Sayfa Alıntısı:
Düz yazılarınız da çok keyifli. Hiç kitap yazmayı düşündünüz mü?
Yıllarca televizyon yazarlığı yaptım. Ama bir kitap yazmak… Her genç kızın rüyasında bir müzikalde oynamak vardır ya, benim içimde de o saklıdır. Güzel bir kitap yazmak her zaman isterim. Öyle bir donanıma sahip olduğumda herhalde otururum bilgisayarın başına. Muhtemelen roman olur. Masal da olabilir. Çocuklar için masal kitapları yazmak istiyorum. Daha gerçek, daha anlamlı masal kitapları.

Bir idolünüz var mı?Hiçbir zaman idolüm olmadı. Korkunç hayranlık duyduğum bir şey olmadı. Hatta bir kere bunun sohbetini Cem Yılmaz’la yapıyorduk evde. Televizyonda MTV açıktı. Sarışın zenci bir kadın şarkı söylüyordu. İri yarı güzelce bir kadındı. Ya bizim neden hiç böyle hayran olduğumuz kimse yok diye konuşurken bari şuna hayran olalım diyip televizyonun önünde 5 dakika boyunca tepinmiştik, çığlıklar atmıştık. O kadardı yani. İdolüm hiçbir zaman olmadı.

“Eğer karikatüristseniz, konunuz her şey olduğu için kutuplardaki penguenlerden tutun, Çöl Fırtınası harekatına, Merter’deki minibüsçülerin dertlerinden, Eskimoların balık tutmak için halka kesmelerine kadar her şeyi bilmeniz gerekli.”
Karikatürde nasıl kariyer yapılır?
Karikatürde kariyer yapmanın zorlukları var. Bunun bir okulu yok. Aile baskısı var.  Karikatürist olacağına otur mühendis filan ol diyen aileler çok. Bizim mesela Cuma günleri amatör günümüzdür. Genç çizerler çizdiklerini getirirler. Bu Oğuz Aral’dan beri süregelen bir gelenek gibi. Selçuk Erdem ve ben onlarla ilgileniyoruz. Onlar bizim yumurtalarımız, Penguen’in yumurtaları. Onların çizgilerini geliştirmek için her hafta çalışırız. Getirirler gösterirler karikatürlerini, üstünde çalışırız. Hızlı ilerlemeleri için elimizden geleni yaparız. İyi olanların karikatürlerini yayınlamaya başlarız. Çok iyi espri bulmanın çok önemi yok haftalık yayında. Düzenli yayın çünkü. Her hafta çok iyi espri bulmanın bir önemi var. Her hafta çok iyi espri bulabilen adamlar da köşe sahibi olmayı hak ediyorlar. Kimisi bunu 6 ayda aşıyor kimisi 6 yılda aşamıyor. Tamamen kendilerinin istekleri, çalışmaları ve inançlarıyla ilgili bir şey.

Veri Bölümü:
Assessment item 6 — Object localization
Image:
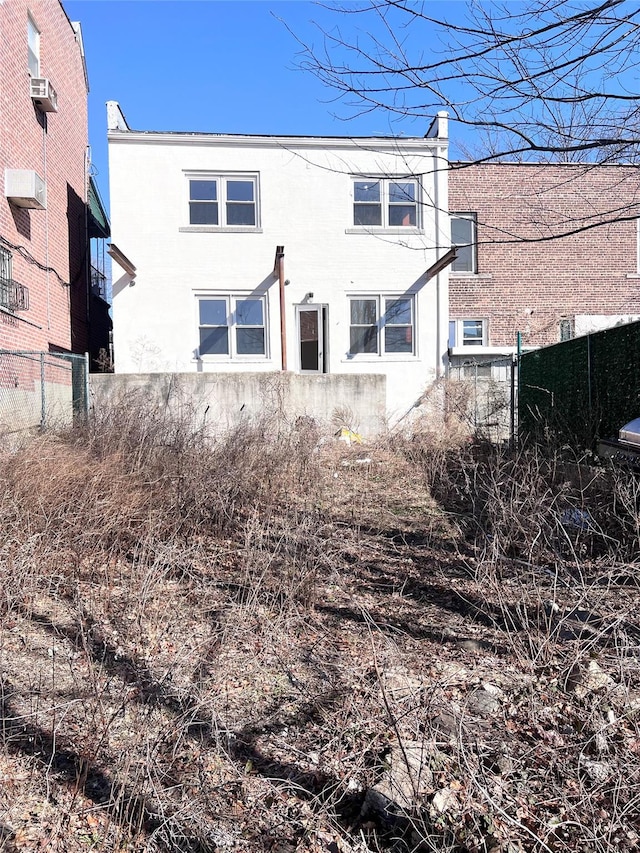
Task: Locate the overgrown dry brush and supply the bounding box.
[0,398,640,853]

Sorular:
a) Şu ifadelerin söyleşiyle uyuşup uyuşmadığını evet ya da hayır diyerek belirtin ve her birinde belirleyici sözleri söyleşiden aynen alıntılayın: (i) Konuşmacı yıllarca televizyon yazarlığı yapmıştır. (ii) Konuşmacının bir idolü olmuştur. (iii) Amatör gün Cuma günüdür.
b) Söyleşinin "Bir idolünüz var" sözlerinden "hiçbir zaman olmadı." sözlerine kadar olan kısmını aynen yazın.

Cevap Anahtarı:
a)
(i) Evet: "Yıllarca televizyon yazarlığı yaptım."
(ii) Hayır: "Hiçbir zaman idolüm olmadı."
(iii) Evet: "Bizim mesela Cuma günleri amatör günümüzdür."

b)
Bir idolünüz var mı?Hiçbir zaman idolüm olmadı. Korkunç hayranlık duyduğum bir şey olmadı. Hatta bir kere bunun sohbetini Cem Yılmaz’la yapıyorduk evde. Televizyonda MTV açıktı. Sarışın zenci bir kadın şarkı söylüyordu. İri yarı güzelce bir kadındı. Ya bizim neden hiç böyle hayran olduğumuz kimse yok diye konuşurken bari şuna hayran olalım diyip televizyonun önünde 5 dakika boyunca tepinmiştik, çığlıklar atmıştık. O kadardı yani. İdolüm hiçbir zaman olmadı.